• Task goal:
Repeat the records below exactly, leaving out any pictures.

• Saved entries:
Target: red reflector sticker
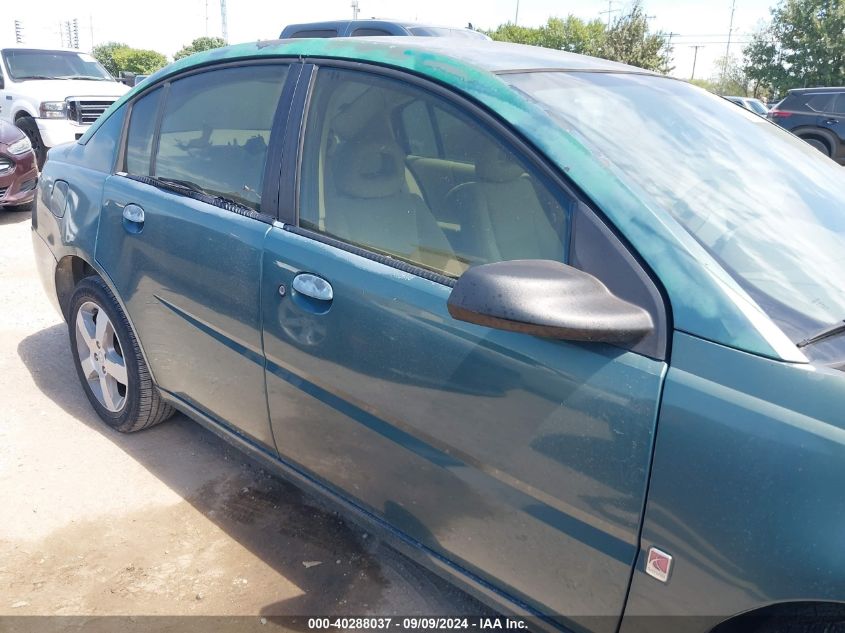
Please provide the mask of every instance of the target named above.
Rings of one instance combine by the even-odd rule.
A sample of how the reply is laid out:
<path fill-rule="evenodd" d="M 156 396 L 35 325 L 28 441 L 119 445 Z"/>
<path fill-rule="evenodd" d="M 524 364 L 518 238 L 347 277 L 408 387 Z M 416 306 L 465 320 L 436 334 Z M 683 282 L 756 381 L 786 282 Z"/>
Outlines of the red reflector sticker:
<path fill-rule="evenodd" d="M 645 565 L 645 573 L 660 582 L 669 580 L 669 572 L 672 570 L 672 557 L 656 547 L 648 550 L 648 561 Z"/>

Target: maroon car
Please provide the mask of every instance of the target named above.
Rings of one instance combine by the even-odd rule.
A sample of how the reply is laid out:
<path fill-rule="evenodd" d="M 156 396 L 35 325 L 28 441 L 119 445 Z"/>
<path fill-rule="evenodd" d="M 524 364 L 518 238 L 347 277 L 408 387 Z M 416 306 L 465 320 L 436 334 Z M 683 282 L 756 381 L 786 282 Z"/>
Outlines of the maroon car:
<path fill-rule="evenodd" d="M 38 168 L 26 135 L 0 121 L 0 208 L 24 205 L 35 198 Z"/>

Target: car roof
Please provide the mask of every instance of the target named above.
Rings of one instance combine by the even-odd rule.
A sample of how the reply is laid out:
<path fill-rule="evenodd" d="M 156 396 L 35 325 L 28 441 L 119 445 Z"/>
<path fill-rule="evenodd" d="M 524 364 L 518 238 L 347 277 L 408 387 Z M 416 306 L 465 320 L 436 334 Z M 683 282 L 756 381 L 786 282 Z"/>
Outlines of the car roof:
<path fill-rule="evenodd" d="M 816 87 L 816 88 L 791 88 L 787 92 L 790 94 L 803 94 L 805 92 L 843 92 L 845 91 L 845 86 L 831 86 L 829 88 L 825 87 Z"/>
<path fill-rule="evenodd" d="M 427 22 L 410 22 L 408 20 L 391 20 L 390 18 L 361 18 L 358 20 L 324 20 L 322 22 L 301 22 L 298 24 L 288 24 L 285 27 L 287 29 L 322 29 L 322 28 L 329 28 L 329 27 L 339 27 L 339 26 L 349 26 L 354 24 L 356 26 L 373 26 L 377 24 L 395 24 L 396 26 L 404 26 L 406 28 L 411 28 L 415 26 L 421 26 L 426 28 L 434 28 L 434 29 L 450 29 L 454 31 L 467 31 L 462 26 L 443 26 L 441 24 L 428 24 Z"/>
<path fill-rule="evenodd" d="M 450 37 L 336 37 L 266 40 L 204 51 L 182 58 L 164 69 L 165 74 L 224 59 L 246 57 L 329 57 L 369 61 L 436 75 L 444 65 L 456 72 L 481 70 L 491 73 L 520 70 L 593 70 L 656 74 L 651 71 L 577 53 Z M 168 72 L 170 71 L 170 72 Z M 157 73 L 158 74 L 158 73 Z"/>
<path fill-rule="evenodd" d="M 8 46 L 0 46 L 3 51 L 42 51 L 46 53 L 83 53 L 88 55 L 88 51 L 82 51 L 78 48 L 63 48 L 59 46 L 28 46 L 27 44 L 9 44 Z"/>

• Solution to this task:
Target: red reflector sticker
Please provide the mask of every instance of the target named above.
Rings of one instance combine by the even-odd rule.
A sample of how the reply is laid out:
<path fill-rule="evenodd" d="M 156 396 L 35 325 L 28 441 L 119 445 Z"/>
<path fill-rule="evenodd" d="M 524 364 L 518 238 L 347 277 L 408 387 Z M 416 306 L 465 320 L 436 334 Z M 683 282 L 756 381 L 786 282 Z"/>
Outlines of the red reflector sticker:
<path fill-rule="evenodd" d="M 645 565 L 645 573 L 660 582 L 669 580 L 669 572 L 672 570 L 672 557 L 656 547 L 648 550 L 648 561 Z"/>

Target: maroon car
Please provide the mask of every instance of the target named above.
Rings of one instance combine by the even-odd rule.
A sample of how the reply is laid out:
<path fill-rule="evenodd" d="M 156 396 L 35 325 L 28 441 L 119 445 Z"/>
<path fill-rule="evenodd" d="M 524 364 L 518 238 L 347 277 L 408 387 Z M 416 306 L 465 320 L 436 334 Z M 683 282 L 756 381 L 786 282 Z"/>
Outlines of the maroon car:
<path fill-rule="evenodd" d="M 38 168 L 26 135 L 0 121 L 0 208 L 24 205 L 35 198 Z"/>

Target: car roof
Please provide the mask of every instance of the target named above.
Rings of one instance combine by the even-odd rule.
A sample of how the reply is laid out:
<path fill-rule="evenodd" d="M 156 396 L 35 325 L 28 441 L 119 445 Z"/>
<path fill-rule="evenodd" d="M 524 364 L 518 238 L 347 277 L 408 387 Z M 416 306 L 465 320 L 436 334 Z M 683 282 L 756 381 L 786 282 Z"/>
Outlines of the car roof:
<path fill-rule="evenodd" d="M 816 87 L 816 88 L 791 88 L 787 92 L 790 94 L 803 94 L 805 92 L 843 92 L 845 91 L 845 86 L 831 86 L 829 88 L 825 87 Z"/>
<path fill-rule="evenodd" d="M 427 22 L 410 22 L 408 20 L 391 20 L 390 18 L 361 18 L 358 20 L 324 20 L 322 22 L 301 22 L 298 24 L 288 24 L 285 27 L 287 29 L 322 29 L 322 28 L 329 28 L 329 27 L 339 27 L 339 26 L 349 26 L 354 24 L 356 26 L 373 26 L 377 24 L 395 24 L 396 26 L 404 26 L 406 28 L 411 28 L 415 26 L 421 26 L 426 28 L 434 28 L 434 29 L 450 29 L 454 31 L 467 31 L 462 26 L 443 26 L 441 24 L 428 24 Z"/>
<path fill-rule="evenodd" d="M 450 37 L 336 37 L 266 40 L 204 51 L 182 58 L 164 69 L 165 74 L 224 59 L 246 57 L 329 57 L 369 61 L 436 75 L 444 65 L 456 72 L 481 70 L 491 73 L 520 70 L 593 70 L 656 74 L 651 71 L 577 53 Z M 168 72 L 170 71 L 170 72 Z M 157 73 L 158 74 L 158 73 Z"/>
<path fill-rule="evenodd" d="M 8 46 L 0 46 L 3 51 L 42 51 L 46 53 L 83 53 L 88 55 L 88 51 L 82 51 L 78 48 L 63 48 L 59 46 L 28 46 L 27 44 L 9 44 Z"/>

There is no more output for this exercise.